[Boundary labeling entries]
-- Start --

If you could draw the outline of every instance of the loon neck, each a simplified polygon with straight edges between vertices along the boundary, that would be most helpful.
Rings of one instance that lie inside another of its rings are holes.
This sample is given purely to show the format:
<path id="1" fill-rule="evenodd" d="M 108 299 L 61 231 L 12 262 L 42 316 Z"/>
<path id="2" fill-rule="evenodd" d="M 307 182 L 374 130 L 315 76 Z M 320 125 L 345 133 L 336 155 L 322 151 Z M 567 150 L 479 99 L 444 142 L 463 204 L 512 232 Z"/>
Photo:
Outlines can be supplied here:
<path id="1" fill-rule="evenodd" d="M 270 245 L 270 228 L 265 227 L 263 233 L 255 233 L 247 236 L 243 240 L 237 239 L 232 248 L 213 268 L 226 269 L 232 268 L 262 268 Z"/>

-- End --

▶ [Problem]
Print every line of the entries above word for word, with nothing changed.

▶ [Right answer]
If you could draw the outline of every instance of the loon neck, each a simplified polygon with straight edges between vertices along the boundary, that would be most helpful.
Rings of one instance that lie inside another of its rings are holes.
This sample is given purely to show the format:
<path id="1" fill-rule="evenodd" d="M 108 299 L 61 231 L 12 262 L 42 316 Z"/>
<path id="2" fill-rule="evenodd" d="M 307 182 L 374 130 L 315 76 Z M 320 125 L 345 133 L 336 155 L 322 151 Z M 567 150 L 479 99 L 444 142 L 463 204 L 512 232 Z"/>
Photo:
Outlines can be supplied here:
<path id="1" fill-rule="evenodd" d="M 270 245 L 270 228 L 265 227 L 263 233 L 255 233 L 247 236 L 243 240 L 237 239 L 232 248 L 213 268 L 226 269 L 232 268 L 262 268 Z"/>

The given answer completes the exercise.